Direction |
Print all the data, keeping every line exactly as it is.

Records excerpted from a collection
++++

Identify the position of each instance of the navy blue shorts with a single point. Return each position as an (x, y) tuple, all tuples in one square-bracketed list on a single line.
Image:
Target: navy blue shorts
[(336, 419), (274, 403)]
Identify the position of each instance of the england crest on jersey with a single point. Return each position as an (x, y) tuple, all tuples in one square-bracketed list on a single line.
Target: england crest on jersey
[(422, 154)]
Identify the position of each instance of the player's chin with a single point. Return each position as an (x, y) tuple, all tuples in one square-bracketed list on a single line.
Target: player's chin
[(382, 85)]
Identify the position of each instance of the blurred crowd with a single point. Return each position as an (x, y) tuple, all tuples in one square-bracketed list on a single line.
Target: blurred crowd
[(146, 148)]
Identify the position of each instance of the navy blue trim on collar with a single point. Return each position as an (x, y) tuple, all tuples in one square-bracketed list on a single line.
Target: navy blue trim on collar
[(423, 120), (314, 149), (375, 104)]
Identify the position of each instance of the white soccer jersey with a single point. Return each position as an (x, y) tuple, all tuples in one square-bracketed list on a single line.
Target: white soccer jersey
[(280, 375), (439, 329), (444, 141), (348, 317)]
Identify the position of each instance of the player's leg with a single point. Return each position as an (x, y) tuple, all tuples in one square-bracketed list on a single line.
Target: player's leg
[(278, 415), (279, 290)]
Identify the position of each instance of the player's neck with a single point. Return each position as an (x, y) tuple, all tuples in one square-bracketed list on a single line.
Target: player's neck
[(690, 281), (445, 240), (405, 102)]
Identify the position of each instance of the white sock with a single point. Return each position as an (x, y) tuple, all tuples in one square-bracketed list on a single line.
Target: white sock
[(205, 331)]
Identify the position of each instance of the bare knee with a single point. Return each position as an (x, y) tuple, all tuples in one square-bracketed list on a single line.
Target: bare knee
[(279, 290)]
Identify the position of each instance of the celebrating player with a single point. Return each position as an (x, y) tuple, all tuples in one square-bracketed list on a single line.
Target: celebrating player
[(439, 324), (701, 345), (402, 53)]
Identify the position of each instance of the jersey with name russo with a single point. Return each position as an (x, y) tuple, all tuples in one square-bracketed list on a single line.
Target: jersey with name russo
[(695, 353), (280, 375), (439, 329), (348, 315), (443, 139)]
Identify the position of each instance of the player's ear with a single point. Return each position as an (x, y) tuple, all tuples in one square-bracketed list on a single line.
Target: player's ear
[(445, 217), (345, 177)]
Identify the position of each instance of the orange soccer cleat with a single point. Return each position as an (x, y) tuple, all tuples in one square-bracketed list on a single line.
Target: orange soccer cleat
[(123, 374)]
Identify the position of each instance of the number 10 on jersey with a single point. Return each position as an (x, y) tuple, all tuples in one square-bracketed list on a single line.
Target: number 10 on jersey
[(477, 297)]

++++

Response |
Identify the position of each instance of the navy blue shorts with a single point. Return each position as an (x, y) tuple, all tuples in one square-bracketed list on a single line.
Image:
Target: navy blue shorts
[(336, 419), (274, 403)]
Identify the position of each instance of the england crest on jersey with a single point. Return each position as an (x, y) tuple, all tuples in one square-bracketed list on a single line.
Target: england crest on jersey
[(422, 154)]
Identify the position of each instance of the player's chin with a single point. Return each position as an (x, y) tuple, all tuples in one square-bracketed list on a single line.
Target: player's chin
[(382, 85)]
Identify the position of each instance of the blurred crowd with a single point. Return each position as an (x, y) tuple, all tuples in one square-bracketed list on a single line.
Target: blurred crowd
[(146, 148)]
Identify the position of each instance of the navy blue trim on collar with a single point. Return each position as an (x, y) tuple, all tuples in one square-bracketed list on a single line.
Target: navy blue trim on collar
[(423, 120), (314, 149), (375, 104)]
Identify the position of each instance of the white soccer jersey with a single point. Return each position as an (x, y) tuple, all tuples in one square-bracketed list on a single line.
Target: white soccer jersey
[(280, 375), (439, 329), (444, 141), (348, 317)]
Identify the position of each instance of the player's leg with a single point. Return each position as an (x, y) tuple, all tuples in one square-bracketed list on a single line.
Target: player's leg
[(278, 415), (279, 290)]
Identify the position of each instance of the player's neck with a single point. Return each position as an (x, y) tuple, all tuples in one square-bracketed list on a single line.
Target: player's neck
[(690, 281), (445, 240), (405, 102)]
Identify the position of each instance of the white sock with a single point. Return each position as an (x, y) tuple, all tuples in one square-bracketed list on a single line.
Target: white sock
[(205, 331)]
Identify the position of each instance of the bare knee with a single point. Return each position as an (x, y) tuple, all tuples in one square-bracketed list on a single line.
Target: bare knee
[(279, 290)]
Identify the position of each instance of the celebrating player with a single point. Return each position as an (x, y) tuple, all tuples in one square-bracketed list on a single line.
Target: celebrating player
[(439, 324), (701, 345), (402, 53)]
Identify the position of each instance of the jersey with name russo with a single point. Return each position as an (x, y) tuple, all tuples in one square-bracketed list on a single line.
Target: jersey with name russo
[(695, 353), (280, 375), (439, 329), (348, 315), (443, 139)]
Identify the position of each instance of the player's ear with a single point. Return each position as an (x, y) tuple, all tuples in one square-bracketed list on a single line.
Target: player's ear
[(445, 217), (345, 177)]
Identify the position of each instance of the orange soccer cleat with a single point. Return each position as an (x, y) tuple, all tuples in one square-bracketed list on a single line.
Target: orange soccer cleat
[(123, 374)]
Identify the position of each instance of the number 10 on jersey with a single point. Return each position as an (x, y) tuple, all tuples in one square-bracketed list on a single line.
Target: number 10 on jersey
[(477, 297)]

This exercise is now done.